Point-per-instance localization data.
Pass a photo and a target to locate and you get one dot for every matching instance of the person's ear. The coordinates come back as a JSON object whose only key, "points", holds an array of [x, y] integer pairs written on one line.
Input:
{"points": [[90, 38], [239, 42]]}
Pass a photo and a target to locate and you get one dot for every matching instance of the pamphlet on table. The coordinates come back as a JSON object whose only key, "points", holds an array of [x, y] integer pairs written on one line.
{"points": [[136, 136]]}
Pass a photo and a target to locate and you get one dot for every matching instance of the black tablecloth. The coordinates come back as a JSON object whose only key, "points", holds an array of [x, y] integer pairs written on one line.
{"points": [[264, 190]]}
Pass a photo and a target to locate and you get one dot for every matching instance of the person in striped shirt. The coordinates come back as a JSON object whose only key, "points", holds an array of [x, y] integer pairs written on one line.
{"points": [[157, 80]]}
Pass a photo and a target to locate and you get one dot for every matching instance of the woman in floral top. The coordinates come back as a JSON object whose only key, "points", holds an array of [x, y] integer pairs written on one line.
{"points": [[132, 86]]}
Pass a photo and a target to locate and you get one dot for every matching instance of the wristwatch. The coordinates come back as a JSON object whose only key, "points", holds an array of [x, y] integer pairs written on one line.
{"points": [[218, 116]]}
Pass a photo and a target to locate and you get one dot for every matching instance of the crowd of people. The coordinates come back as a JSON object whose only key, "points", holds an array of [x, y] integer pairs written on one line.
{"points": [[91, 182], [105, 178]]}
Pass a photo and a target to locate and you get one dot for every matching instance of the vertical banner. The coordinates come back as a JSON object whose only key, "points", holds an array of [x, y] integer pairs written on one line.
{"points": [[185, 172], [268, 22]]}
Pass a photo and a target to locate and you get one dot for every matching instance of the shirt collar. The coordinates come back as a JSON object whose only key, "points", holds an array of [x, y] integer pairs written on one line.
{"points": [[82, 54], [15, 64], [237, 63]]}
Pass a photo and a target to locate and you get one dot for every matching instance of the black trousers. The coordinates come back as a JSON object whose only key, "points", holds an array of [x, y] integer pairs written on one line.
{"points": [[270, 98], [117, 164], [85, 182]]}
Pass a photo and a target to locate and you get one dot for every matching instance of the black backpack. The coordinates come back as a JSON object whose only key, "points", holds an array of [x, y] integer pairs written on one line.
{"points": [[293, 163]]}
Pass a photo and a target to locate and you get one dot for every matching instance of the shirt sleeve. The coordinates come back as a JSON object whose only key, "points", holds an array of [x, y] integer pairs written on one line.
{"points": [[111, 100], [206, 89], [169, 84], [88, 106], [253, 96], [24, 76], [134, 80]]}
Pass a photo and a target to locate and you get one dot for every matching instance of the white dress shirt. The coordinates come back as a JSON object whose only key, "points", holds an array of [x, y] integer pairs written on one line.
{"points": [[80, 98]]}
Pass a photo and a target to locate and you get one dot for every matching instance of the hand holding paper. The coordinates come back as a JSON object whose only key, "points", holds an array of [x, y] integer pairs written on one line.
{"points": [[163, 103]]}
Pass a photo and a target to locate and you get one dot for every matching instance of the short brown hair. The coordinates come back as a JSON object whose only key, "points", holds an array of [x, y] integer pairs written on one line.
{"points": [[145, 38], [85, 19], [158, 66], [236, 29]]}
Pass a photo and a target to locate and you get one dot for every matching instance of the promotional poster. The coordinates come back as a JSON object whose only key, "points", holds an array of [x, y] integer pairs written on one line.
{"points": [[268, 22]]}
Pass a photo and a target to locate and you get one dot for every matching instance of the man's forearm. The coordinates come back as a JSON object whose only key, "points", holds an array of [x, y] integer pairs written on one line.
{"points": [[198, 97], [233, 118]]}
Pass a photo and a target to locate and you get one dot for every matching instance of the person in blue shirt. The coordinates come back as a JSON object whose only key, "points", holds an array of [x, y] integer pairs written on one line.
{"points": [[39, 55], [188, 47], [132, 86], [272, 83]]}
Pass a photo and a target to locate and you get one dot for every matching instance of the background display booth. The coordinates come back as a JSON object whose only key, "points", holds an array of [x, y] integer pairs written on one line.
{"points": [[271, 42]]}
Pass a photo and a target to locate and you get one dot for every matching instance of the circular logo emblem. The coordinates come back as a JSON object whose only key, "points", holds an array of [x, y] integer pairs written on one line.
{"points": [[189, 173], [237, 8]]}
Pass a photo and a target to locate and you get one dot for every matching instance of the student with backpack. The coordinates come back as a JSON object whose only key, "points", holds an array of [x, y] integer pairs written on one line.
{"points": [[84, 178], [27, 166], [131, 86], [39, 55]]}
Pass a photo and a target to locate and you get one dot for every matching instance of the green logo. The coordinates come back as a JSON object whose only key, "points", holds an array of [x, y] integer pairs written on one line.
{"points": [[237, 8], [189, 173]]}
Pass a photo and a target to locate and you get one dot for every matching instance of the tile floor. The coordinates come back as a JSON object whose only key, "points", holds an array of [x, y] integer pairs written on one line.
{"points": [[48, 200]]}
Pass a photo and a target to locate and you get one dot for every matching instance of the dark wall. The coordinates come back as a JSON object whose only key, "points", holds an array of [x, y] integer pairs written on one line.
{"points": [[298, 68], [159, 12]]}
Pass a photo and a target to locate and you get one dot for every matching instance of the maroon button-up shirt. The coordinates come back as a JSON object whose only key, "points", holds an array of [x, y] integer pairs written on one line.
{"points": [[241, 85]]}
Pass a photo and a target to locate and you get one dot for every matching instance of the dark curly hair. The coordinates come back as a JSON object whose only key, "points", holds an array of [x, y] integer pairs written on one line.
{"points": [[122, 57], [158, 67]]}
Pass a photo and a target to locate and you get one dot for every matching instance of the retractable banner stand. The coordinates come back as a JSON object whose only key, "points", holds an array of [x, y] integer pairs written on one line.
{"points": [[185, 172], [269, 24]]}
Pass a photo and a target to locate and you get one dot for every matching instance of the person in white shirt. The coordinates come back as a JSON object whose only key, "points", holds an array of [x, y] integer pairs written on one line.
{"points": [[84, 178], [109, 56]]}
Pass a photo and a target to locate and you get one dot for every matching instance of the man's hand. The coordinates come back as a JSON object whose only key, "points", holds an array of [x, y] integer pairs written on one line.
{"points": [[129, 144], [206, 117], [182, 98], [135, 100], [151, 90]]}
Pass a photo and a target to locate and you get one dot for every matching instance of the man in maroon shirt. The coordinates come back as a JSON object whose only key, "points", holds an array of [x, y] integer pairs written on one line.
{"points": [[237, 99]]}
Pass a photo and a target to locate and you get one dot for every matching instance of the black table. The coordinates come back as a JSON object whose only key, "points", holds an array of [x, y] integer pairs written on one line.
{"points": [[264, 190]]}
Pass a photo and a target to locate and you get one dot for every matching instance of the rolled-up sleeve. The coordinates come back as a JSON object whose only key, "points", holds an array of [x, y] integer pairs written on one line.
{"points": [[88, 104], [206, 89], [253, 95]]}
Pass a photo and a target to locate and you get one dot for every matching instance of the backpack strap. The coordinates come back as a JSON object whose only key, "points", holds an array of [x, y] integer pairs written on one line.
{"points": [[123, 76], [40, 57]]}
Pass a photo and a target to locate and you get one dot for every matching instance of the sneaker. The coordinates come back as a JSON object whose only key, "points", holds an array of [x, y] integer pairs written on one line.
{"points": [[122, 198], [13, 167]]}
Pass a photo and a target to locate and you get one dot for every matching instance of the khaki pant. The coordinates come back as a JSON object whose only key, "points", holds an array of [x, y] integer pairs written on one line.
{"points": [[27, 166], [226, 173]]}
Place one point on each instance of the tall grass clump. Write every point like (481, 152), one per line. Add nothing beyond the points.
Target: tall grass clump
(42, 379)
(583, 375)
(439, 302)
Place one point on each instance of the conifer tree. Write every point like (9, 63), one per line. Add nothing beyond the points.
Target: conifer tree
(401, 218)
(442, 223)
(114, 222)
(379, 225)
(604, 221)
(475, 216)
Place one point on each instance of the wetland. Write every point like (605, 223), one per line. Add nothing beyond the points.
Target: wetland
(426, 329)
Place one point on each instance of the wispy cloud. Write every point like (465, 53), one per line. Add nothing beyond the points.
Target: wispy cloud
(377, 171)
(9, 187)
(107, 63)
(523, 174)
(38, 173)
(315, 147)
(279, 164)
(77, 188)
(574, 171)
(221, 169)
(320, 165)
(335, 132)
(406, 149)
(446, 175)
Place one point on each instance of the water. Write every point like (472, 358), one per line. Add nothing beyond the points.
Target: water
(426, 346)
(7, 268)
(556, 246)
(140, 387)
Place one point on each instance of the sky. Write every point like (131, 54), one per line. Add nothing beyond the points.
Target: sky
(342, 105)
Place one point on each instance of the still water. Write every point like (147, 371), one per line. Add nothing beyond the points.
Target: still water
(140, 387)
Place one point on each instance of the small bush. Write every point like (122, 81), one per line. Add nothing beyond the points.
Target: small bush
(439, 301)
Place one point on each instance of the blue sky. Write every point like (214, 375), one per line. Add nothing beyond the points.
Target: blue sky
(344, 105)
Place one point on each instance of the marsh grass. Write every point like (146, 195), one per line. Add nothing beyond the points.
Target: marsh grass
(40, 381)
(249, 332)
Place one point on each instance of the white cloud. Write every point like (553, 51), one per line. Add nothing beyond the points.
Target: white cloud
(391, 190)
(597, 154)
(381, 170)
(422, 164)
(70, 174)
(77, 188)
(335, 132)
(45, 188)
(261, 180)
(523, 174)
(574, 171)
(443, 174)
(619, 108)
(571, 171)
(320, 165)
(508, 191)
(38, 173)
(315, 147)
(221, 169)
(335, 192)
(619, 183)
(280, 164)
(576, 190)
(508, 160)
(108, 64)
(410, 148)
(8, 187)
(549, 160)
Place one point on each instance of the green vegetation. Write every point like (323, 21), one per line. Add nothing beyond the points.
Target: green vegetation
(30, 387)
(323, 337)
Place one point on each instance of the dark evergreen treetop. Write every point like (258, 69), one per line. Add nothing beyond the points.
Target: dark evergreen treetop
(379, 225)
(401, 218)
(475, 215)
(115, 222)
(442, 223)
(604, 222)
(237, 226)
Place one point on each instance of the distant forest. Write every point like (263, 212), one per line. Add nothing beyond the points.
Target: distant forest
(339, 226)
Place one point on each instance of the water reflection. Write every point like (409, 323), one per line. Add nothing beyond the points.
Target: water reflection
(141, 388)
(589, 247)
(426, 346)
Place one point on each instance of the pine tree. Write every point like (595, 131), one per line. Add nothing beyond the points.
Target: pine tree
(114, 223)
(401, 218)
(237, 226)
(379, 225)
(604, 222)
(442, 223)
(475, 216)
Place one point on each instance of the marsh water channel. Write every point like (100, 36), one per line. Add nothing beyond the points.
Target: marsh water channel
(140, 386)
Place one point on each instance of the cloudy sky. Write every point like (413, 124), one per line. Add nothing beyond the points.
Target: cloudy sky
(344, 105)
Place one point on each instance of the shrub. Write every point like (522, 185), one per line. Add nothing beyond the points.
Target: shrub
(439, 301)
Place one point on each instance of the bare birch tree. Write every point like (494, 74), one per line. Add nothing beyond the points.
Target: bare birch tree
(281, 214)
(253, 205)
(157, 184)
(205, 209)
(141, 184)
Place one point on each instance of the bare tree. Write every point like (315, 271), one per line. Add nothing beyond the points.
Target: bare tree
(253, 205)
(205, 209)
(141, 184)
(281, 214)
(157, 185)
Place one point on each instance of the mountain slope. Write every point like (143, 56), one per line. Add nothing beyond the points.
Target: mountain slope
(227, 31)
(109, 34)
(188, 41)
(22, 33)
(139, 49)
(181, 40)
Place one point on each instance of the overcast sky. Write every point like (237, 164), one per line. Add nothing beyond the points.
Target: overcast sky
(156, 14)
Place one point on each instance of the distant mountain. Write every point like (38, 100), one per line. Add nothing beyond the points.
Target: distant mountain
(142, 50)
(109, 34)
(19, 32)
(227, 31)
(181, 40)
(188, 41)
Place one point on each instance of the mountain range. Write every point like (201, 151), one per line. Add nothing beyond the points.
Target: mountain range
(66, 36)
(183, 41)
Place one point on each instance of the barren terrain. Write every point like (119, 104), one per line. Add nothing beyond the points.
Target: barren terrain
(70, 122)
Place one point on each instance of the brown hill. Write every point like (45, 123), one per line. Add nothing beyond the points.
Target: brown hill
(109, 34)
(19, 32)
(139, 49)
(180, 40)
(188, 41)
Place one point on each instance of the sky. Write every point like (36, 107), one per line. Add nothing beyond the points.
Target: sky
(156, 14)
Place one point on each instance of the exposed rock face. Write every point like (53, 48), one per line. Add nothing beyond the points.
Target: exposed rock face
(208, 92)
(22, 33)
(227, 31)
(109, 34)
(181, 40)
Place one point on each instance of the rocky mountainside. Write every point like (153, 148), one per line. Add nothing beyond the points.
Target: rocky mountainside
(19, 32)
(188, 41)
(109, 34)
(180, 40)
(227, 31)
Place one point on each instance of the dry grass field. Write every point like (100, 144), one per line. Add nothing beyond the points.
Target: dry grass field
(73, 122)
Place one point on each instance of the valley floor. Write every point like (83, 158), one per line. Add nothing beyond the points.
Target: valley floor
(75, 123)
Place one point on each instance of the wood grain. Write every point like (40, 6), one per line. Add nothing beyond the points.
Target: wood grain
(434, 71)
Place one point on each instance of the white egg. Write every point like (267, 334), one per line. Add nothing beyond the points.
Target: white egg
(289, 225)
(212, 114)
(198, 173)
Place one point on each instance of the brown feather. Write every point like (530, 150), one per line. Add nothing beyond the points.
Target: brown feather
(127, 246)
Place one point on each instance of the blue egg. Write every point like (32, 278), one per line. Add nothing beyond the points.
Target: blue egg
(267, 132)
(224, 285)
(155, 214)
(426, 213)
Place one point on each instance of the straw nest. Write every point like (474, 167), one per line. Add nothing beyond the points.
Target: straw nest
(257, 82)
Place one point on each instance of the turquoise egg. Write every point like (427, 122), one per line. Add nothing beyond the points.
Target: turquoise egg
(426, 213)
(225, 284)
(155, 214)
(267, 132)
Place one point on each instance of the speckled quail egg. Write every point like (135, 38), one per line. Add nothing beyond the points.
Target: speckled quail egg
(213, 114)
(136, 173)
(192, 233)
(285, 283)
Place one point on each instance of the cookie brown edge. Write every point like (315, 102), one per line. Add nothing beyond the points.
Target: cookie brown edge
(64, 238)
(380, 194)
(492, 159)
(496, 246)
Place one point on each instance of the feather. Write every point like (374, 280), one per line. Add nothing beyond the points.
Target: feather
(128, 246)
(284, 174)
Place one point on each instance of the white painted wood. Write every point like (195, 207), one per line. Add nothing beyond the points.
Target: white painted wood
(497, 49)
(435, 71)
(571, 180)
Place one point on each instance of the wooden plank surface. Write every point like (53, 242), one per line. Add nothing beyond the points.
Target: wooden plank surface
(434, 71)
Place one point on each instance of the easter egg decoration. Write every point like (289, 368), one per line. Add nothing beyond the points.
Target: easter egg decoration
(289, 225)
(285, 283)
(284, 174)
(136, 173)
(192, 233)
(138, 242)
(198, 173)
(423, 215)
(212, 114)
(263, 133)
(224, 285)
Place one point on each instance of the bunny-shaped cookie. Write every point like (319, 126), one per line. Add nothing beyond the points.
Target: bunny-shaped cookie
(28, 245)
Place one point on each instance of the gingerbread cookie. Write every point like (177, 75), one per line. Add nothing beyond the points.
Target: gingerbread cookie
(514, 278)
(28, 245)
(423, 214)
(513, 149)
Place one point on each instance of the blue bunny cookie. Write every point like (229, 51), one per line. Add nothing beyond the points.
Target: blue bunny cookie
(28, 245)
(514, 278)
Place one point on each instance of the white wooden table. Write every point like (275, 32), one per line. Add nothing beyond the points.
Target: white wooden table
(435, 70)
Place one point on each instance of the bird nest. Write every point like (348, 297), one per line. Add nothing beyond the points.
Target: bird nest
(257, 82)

WHAT THE EXERCISE ASKS.
Output exactly the lines from the one containing "Target: blue bunny cookie" through the last line of the records, both included. Output nothing else.

SOLUTION FOR THIS TASK.
Target: blue bunny cookie
(28, 245)
(514, 278)
Place one point on each instance of the white wooden table. Write every point like (275, 32), one per line. Add nothing beyond the points.
Target: white wooden table
(435, 70)
Place one point on each instance of the bird nest. Write every point like (348, 297), one per line. Add nothing beyond the points.
Target: bird nest
(257, 82)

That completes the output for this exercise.